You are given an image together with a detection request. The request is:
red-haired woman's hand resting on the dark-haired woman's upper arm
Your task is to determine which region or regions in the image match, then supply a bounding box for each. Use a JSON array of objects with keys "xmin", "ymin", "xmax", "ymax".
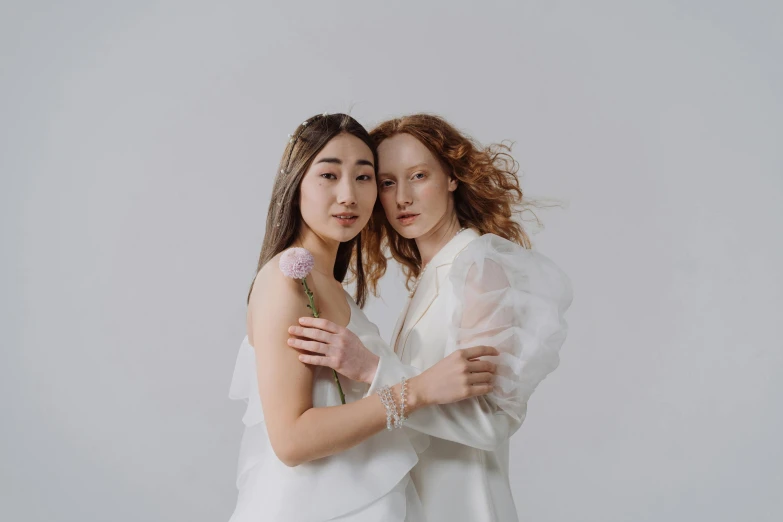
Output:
[{"xmin": 288, "ymin": 317, "xmax": 379, "ymax": 384}]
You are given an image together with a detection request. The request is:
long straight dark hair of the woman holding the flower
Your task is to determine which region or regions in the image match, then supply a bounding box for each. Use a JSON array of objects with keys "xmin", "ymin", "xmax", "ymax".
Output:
[{"xmin": 247, "ymin": 110, "xmax": 378, "ymax": 306}]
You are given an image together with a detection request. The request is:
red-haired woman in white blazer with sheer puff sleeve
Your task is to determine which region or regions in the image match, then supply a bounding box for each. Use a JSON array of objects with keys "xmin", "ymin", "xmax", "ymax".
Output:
[{"xmin": 291, "ymin": 114, "xmax": 572, "ymax": 522}]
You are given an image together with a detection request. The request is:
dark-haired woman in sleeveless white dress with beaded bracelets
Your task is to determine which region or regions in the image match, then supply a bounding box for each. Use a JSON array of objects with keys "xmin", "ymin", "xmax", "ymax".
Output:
[{"xmin": 230, "ymin": 114, "xmax": 498, "ymax": 522}]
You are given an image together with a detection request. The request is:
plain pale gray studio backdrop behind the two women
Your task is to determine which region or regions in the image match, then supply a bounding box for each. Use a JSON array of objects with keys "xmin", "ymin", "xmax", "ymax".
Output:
[{"xmin": 0, "ymin": 0, "xmax": 783, "ymax": 522}]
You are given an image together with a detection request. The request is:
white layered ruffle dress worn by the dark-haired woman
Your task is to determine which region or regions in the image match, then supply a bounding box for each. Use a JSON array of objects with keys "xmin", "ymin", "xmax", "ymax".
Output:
[{"xmin": 229, "ymin": 293, "xmax": 426, "ymax": 522}]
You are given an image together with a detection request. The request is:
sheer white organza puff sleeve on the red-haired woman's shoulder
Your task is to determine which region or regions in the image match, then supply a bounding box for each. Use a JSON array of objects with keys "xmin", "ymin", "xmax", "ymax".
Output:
[{"xmin": 446, "ymin": 234, "xmax": 572, "ymax": 423}]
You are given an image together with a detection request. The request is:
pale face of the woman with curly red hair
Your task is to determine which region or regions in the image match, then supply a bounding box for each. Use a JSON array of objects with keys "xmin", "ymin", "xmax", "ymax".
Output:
[{"xmin": 378, "ymin": 134, "xmax": 457, "ymax": 239}]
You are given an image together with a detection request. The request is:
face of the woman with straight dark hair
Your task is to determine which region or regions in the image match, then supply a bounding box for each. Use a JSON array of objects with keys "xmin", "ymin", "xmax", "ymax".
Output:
[{"xmin": 299, "ymin": 133, "xmax": 378, "ymax": 242}]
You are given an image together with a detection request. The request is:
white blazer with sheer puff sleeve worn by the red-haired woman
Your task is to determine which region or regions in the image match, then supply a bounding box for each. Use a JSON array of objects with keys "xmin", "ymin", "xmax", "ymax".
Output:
[{"xmin": 367, "ymin": 229, "xmax": 572, "ymax": 522}]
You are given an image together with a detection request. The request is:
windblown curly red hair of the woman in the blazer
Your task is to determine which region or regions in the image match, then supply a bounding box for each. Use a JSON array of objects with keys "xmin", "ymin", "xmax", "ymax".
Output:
[{"xmin": 362, "ymin": 114, "xmax": 530, "ymax": 293}]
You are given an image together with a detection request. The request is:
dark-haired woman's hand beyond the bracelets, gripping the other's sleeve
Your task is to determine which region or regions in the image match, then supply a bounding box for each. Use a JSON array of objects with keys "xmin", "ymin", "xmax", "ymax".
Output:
[{"xmin": 409, "ymin": 346, "xmax": 500, "ymax": 409}]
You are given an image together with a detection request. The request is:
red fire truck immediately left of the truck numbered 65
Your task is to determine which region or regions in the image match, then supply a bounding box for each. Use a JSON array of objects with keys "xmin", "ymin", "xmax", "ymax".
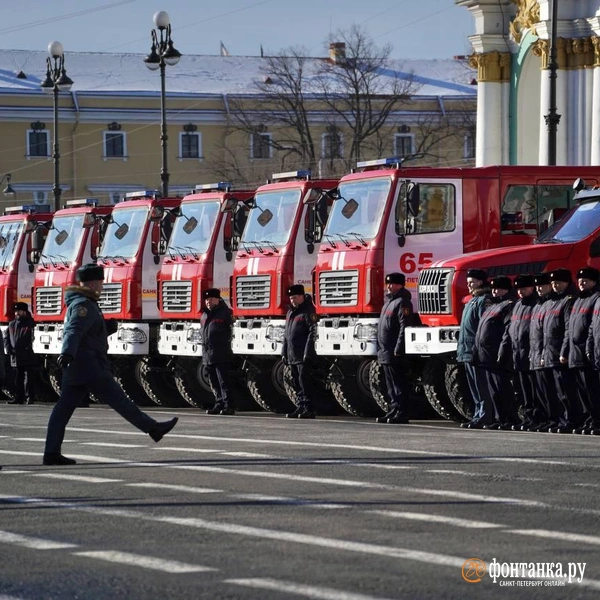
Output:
[{"xmin": 232, "ymin": 171, "xmax": 337, "ymax": 412}]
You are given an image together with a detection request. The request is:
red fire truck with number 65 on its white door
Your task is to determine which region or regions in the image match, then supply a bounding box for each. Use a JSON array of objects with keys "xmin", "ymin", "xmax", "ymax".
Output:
[{"xmin": 315, "ymin": 159, "xmax": 600, "ymax": 418}]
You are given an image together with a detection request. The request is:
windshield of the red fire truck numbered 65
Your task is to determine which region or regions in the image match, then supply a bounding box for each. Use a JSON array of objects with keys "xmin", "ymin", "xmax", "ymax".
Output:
[{"xmin": 324, "ymin": 178, "xmax": 392, "ymax": 240}]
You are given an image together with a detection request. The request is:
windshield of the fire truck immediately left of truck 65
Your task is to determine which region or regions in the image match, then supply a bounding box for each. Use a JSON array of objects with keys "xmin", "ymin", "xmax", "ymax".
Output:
[{"xmin": 241, "ymin": 188, "xmax": 301, "ymax": 246}]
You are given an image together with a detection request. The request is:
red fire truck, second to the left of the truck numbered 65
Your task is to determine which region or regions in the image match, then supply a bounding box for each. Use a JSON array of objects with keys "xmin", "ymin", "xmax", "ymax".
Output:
[{"xmin": 158, "ymin": 182, "xmax": 254, "ymax": 407}]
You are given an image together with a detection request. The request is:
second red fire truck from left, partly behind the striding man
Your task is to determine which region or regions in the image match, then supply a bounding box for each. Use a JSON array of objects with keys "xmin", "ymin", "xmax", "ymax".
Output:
[{"xmin": 32, "ymin": 198, "xmax": 112, "ymax": 394}]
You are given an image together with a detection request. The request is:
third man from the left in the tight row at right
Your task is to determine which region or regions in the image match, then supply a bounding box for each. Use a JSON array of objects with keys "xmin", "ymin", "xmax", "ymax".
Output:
[{"xmin": 498, "ymin": 275, "xmax": 543, "ymax": 431}]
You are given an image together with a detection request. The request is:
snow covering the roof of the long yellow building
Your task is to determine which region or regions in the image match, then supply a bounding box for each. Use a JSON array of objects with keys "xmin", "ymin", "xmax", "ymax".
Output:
[{"xmin": 0, "ymin": 50, "xmax": 477, "ymax": 97}]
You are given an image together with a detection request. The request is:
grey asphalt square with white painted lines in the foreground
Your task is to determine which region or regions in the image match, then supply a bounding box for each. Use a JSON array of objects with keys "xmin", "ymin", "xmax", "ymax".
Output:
[{"xmin": 0, "ymin": 404, "xmax": 600, "ymax": 600}]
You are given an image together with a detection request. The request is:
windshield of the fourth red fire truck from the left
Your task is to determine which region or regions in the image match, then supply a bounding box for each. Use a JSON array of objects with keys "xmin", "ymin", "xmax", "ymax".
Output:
[{"xmin": 169, "ymin": 200, "xmax": 219, "ymax": 254}]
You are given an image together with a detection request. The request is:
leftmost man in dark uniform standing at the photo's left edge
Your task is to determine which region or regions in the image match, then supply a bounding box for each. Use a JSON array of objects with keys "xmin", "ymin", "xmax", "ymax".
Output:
[{"xmin": 2, "ymin": 302, "xmax": 39, "ymax": 404}]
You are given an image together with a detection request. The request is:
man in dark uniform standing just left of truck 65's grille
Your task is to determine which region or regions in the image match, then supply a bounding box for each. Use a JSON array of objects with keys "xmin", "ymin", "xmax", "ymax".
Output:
[{"xmin": 281, "ymin": 284, "xmax": 317, "ymax": 419}]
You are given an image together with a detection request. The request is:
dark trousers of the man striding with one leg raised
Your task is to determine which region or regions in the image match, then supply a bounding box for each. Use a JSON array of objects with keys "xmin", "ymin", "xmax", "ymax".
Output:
[{"xmin": 45, "ymin": 371, "xmax": 156, "ymax": 454}]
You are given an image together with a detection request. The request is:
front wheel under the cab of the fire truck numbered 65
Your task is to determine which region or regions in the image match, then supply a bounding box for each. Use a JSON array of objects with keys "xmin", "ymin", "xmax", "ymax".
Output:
[{"xmin": 329, "ymin": 359, "xmax": 381, "ymax": 417}]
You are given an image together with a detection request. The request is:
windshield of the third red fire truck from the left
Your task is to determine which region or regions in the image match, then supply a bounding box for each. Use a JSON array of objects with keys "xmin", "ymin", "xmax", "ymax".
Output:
[{"xmin": 99, "ymin": 206, "xmax": 149, "ymax": 258}]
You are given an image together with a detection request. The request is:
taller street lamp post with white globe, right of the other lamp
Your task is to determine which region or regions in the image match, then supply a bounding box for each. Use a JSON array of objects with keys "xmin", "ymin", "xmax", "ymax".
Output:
[{"xmin": 144, "ymin": 10, "xmax": 181, "ymax": 198}]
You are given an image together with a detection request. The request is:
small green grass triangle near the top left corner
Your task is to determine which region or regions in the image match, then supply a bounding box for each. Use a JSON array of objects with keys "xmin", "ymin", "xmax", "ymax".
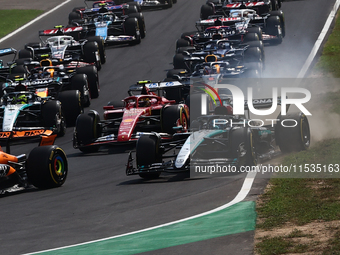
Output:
[{"xmin": 0, "ymin": 10, "xmax": 43, "ymax": 38}]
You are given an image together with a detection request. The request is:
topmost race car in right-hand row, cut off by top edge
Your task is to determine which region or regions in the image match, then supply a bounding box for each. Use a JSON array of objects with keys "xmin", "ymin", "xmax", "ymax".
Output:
[{"xmin": 201, "ymin": 0, "xmax": 282, "ymax": 19}]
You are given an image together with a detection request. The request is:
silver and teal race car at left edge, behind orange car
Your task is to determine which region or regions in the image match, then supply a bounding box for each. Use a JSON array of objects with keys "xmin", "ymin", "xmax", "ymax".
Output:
[{"xmin": 0, "ymin": 91, "xmax": 67, "ymax": 141}]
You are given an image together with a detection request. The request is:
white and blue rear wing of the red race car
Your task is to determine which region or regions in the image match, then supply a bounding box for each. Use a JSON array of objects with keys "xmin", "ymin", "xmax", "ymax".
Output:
[{"xmin": 128, "ymin": 80, "xmax": 186, "ymax": 96}]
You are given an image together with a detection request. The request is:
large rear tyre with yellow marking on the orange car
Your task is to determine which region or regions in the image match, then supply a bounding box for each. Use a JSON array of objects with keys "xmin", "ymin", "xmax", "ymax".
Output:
[{"xmin": 26, "ymin": 145, "xmax": 68, "ymax": 189}]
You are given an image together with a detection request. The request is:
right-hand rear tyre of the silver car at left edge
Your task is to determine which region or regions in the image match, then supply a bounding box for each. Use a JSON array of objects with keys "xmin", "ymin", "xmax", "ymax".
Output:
[{"xmin": 58, "ymin": 90, "xmax": 83, "ymax": 127}]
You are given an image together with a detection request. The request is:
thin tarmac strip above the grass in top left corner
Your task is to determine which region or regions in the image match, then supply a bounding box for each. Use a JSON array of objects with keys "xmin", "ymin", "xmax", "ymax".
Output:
[{"xmin": 0, "ymin": 0, "xmax": 65, "ymax": 11}]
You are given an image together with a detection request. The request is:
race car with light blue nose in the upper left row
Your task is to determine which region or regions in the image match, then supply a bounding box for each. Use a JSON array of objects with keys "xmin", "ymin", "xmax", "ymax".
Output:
[{"xmin": 69, "ymin": 1, "xmax": 146, "ymax": 40}]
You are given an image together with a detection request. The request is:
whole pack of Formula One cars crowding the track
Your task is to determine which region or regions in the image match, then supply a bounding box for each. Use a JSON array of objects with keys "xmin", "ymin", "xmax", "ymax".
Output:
[{"xmin": 0, "ymin": 0, "xmax": 310, "ymax": 192}]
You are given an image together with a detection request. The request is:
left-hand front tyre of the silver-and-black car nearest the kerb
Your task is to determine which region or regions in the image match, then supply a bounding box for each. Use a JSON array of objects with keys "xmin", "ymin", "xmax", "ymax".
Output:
[{"xmin": 136, "ymin": 134, "xmax": 162, "ymax": 179}]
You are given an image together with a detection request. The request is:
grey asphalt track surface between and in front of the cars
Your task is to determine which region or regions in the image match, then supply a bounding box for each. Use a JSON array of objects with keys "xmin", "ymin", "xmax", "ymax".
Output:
[{"xmin": 0, "ymin": 0, "xmax": 335, "ymax": 255}]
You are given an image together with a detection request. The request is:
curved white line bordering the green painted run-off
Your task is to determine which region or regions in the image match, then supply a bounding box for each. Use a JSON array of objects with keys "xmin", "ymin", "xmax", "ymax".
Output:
[{"xmin": 24, "ymin": 171, "xmax": 256, "ymax": 255}]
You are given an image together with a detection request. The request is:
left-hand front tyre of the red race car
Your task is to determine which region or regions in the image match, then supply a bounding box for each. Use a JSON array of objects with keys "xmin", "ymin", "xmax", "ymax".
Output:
[{"xmin": 74, "ymin": 111, "xmax": 100, "ymax": 153}]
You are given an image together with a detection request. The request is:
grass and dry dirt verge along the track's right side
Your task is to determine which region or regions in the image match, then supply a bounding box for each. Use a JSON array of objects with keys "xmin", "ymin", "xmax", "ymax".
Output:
[{"xmin": 255, "ymin": 10, "xmax": 340, "ymax": 255}]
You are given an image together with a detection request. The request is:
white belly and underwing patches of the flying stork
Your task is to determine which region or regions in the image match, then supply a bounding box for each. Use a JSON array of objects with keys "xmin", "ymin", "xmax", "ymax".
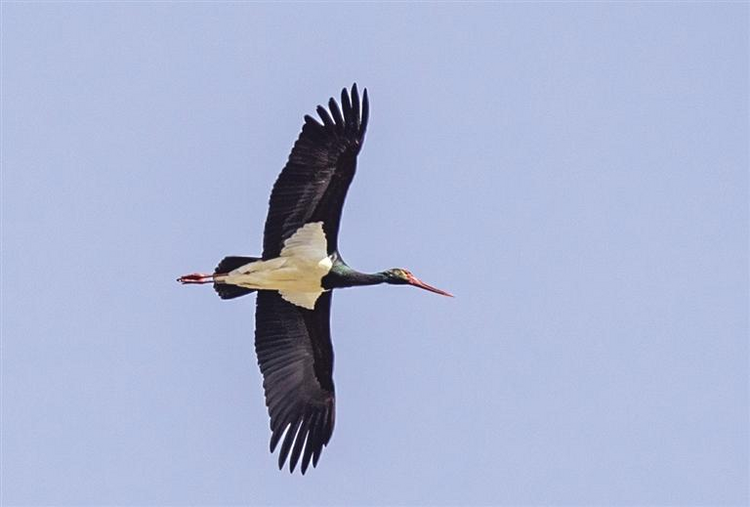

-------

> **TASK DESCRIPTION**
Where the string "striding" occurs in a line of the material above, copy the whole line.

> **RESULT FOR THIS TASK**
second red fire truck from left, partly behind the striding man
dark trousers of the man striding with one leg raised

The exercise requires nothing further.